MECMAU

ZEVAİD

CİHAD

 

ANA SAYFA      Kur’an      Hadis      Sözlük      Biyografi

 

Arazi (Taksimi) Hakkında

 

9768. Süfyan b. Vehb el-Havlani anlatıyor: Biz emansız (güvencesiz) olarak Mısır'ı fethedince, Zübeyr b. el-Avvam kalkarak: "Ey Amr b. elAs! Burasını (Mısır'ı) paylaştır!" dedi. Amr: "Paylaştırmam" deyince, Zübeyr: "Vallahi, Resulullah'ın (Sallallahu aleyhi ve Sellem) Hayber'i paylaştırdığı gibi Mısır'ı paylaştıracaksın" karşılığını verdi. Bunun üzerine Amr: " ValI ahi, müminlerin emirine mektup yazmadan paylaştırmam" dedi. Hz. Ömer'e mektup yazdı. Ömer, mektubunda şu cevabı verdi: "Orada hamilelerin karnındaki bebekler (doğup büyüdükten sonra yeni gelecek nesil) orada savaşıncaya kadar oraya yerleşin."

 

*Hadisi imam Ahmed rivayet etmiş olup, ravilerden biri isimsiz, biri ibn Lehia'dır.

 

 

 

9769. Zeyd b. Eslem, babasından naklediyor: Hz. Ömer'in: "Gelecek seneye kadar yaşarsam, insanların fethettiği her kasabayı, Resulullah'ın (Sallallahu aleyhi ve Sellem), Hayber'i paylaştırdığı gibi insanlar arasında paylaştıracağım" dediğini işittim.

 

*Hadisi imam Ahmed rivayet etmiş olup, ravileri Sahih'in ravileridir.

 

 

 

9770. Kabisa b. Cabir el-Esedi anlatıyor: Hz. Ömer b. el- Hattab, Sa'd b. Ebi Vakkas'a mektup yazdı. Mektubunda şöyle diyordu: "Küfe'nin büyük çoğunluğunu, galibiyette payı olan Müslümanlara paylaştırmak istiyorum." Sa'd, ona cevaben şöyle yazdı: Ey müminlerin emiril Biz Allah'ın yarattıkları içerisinde en yumuşak kalpli, en cömert olan, bereketi en çok olan, eli en açık olan bir topluluğa galip geldik. Onların elleri yiyecek, dilleri ise selamettir. Ey müminlerin emiri! Eğer Küfe'yi dağıtmamayı, taksim etmemeyi, Allah'ın bize fethini müyesser kıldığı yerlerin bizden yüz çevirmemesini uygun görürsen (Kufe'yi paylaştırma. Çünkü) Resulullah (Sallallahu aleyhi ve Sellem) şöyle buyurmuştur: ''Arab'ın izzeti mızraklarının keskin uçlarında ve atlarının toyraklarındadır. "

 

*Hadisi Taberani, el-Mu'cemu'l-evsat'ta rivayet etmiş olup, ravilerden Salih b. Musa et-Talhı metruk biridir.

-=-=-=-=-

Alıştırma A:
Kayıtların başından "xmin=456 ymin=428 xmax=478 ymax=692" ifadesini içeren satıra kadar uzanan bölümü, iki uç dahil ve hiçbir satırı atlamadan yeniden ölçekleyerek yazınız. Bunun için cevaplardaki koordinat değerlerini 0,9 ile çarpıp buçukları yukarı yuvarlayarak tam sayıya çeviriniz; diğer bütün sayıları değiştirmeyiniz.

Veri Kümesi Alıntıları:
-=-=-=-=-

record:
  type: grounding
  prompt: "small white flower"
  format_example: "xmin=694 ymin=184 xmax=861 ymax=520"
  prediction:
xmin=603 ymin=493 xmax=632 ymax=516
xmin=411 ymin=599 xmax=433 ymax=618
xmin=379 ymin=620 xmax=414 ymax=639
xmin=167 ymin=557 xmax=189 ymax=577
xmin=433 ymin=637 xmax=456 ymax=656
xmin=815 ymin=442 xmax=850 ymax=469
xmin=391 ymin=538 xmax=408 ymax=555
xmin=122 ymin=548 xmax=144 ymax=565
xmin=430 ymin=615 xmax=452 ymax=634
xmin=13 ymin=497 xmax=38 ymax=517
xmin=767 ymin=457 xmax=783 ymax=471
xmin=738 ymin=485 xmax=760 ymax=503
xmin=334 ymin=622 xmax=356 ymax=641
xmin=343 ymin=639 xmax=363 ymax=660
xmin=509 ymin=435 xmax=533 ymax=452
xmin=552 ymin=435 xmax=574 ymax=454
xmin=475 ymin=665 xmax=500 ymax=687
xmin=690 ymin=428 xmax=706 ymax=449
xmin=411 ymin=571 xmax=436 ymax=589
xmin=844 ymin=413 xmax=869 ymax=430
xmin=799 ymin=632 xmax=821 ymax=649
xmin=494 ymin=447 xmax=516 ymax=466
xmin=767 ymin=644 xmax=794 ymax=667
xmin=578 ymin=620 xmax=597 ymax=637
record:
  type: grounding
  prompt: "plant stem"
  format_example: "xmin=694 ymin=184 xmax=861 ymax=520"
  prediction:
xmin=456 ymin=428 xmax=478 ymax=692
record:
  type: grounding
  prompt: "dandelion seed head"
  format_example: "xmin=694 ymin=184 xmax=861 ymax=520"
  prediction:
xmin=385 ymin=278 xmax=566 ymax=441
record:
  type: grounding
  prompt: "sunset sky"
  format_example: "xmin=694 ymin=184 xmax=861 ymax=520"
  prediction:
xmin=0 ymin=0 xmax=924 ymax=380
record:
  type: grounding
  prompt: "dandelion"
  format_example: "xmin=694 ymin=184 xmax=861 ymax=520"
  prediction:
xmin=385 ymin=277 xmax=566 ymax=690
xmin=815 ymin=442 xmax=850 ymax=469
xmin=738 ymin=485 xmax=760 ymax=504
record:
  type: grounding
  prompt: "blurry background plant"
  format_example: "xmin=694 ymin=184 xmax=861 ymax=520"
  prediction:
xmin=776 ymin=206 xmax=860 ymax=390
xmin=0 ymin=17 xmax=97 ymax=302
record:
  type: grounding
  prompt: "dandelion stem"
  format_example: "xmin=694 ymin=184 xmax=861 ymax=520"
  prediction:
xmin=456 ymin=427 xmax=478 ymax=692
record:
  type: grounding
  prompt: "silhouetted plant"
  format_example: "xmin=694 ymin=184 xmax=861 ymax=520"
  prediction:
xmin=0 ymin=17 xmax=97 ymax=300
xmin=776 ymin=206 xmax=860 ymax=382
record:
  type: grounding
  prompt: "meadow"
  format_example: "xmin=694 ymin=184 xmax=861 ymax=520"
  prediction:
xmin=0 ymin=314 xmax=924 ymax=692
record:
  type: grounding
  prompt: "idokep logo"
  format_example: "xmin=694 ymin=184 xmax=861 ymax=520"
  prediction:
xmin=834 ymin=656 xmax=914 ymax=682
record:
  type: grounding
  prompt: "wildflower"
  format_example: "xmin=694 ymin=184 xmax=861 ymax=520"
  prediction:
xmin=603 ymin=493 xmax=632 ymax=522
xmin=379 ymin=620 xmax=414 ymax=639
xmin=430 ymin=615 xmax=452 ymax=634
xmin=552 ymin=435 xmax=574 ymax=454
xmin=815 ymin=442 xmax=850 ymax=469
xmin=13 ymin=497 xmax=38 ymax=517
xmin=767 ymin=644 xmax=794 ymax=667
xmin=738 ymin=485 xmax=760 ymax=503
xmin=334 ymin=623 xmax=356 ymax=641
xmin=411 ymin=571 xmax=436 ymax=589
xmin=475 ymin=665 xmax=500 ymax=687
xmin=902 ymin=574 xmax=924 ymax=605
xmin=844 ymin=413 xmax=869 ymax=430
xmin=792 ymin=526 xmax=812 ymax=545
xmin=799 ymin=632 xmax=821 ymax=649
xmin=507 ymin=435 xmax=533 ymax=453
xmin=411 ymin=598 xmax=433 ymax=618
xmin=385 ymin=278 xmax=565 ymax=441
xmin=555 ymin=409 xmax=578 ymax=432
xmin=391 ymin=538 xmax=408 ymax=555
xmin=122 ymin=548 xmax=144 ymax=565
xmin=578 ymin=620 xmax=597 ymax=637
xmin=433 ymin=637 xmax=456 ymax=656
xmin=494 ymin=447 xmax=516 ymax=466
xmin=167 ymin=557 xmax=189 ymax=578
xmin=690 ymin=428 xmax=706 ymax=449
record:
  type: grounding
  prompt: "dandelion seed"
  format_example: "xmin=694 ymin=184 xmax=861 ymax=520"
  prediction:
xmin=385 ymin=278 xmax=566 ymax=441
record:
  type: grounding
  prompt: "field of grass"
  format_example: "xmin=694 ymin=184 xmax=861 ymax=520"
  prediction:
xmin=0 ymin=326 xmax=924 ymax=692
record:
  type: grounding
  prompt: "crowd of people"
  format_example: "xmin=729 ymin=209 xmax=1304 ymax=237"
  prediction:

-=-=-=-=-

Alıştırma B:
Belge alıntısının "ANA SAYFA      Kur’an      Hadis      Sözlük      Biyografi" sözcüklerini içeren yerle açılıp "biri ibn Lehia'dır." sözcükleriyle kapanan kısmını harfi harfine yazınız.

Tam Çözüm A:
record:
  type: grounding
  prompt: "small white flower"
  format_example: "xmin=694 ymin=184 xmax=861 ymax=520"
  prediction:
xmin=543 ymin=444 xmax=569 ymax=464
xmin=370 ymin=539 xmax=390 ymax=556
xmin=341 ymin=558 xmax=373 ymax=575
xmin=150 ymin=501 xmax=170 ymax=519
xmin=390 ymin=573 xmax=410 ymax=590
xmin=734 ymin=398 xmax=765 ymax=422
xmin=352 ymin=484 xmax=367 ymax=500
xmin=110 ymin=493 xmax=130 ymax=509
xmin=387 ymin=554 xmax=407 ymax=571
xmin=12 ymin=447 xmax=34 ymax=465
xmin=690 ymin=411 xmax=705 ymax=424
xmin=664 ymin=437 xmax=684 ymax=453
xmin=301 ymin=560 xmax=320 ymax=577
xmin=309 ymin=575 xmax=327 ymax=594
xmin=458 ymin=392 xmax=480 ymax=407
xmin=497 ymin=392 xmax=517 ymax=409
xmin=428 ymin=599 xmax=450 ymax=618
xmin=621 ymin=385 xmax=635 ymax=404
xmin=370 ymin=514 xmax=392 ymax=530
xmin=760 ymin=372 xmax=782 ymax=387
xmin=719 ymin=569 xmax=739 ymax=584
xmin=445 ymin=402 xmax=464 ymax=419
xmin=690 ymin=580 xmax=715 ymax=600
xmin=520 ymin=558 xmax=537 ymax=573
record:
  type: grounding
  prompt: "plant stem"
  format_example: "xmin=694 ymin=184 xmax=861 ymax=520"
  prediction:
xmin=410 ymin=385 xmax=430 ymax=623

Tam Çözüm B:
ANA SAYFA      Kur’an      Hadis      Sözlük      Biyografi

 

Arazi (Taksimi) Hakkında

 

9768. Süfyan b. Vehb el-Havlani anlatıyor: Biz emansız (güvencesiz) olarak Mısır'ı fethedince, Zübeyr b. el-Avvam kalkarak: "Ey Amr b. elAs! Burasını (Mısır'ı) paylaştır!" dedi. Amr: "Paylaştırmam" deyince, Zübeyr: "Vallahi, Resulullah'ın (Sallallahu aleyhi ve Sellem) Hayber'i paylaştırdığı gibi Mısır'ı paylaştıracaksın" karşılığını verdi. Bunun üzerine Amr: " ValI ahi, müminlerin emirine mektup yazmadan paylaştırmam" dedi. Hz. Ömer'e mektup yazdı. Ömer, mektubunda şu cevabı verdi: "Orada hamilelerin karnındaki bebekler (doğup büyüdükten sonra yeni gelecek nesil) orada savaşıncaya kadar oraya yerleşin."

 

*Hadisi imam Ahmed rivayet etmiş olup, ravilerden biri isimsiz, biri ibn Lehia'dır.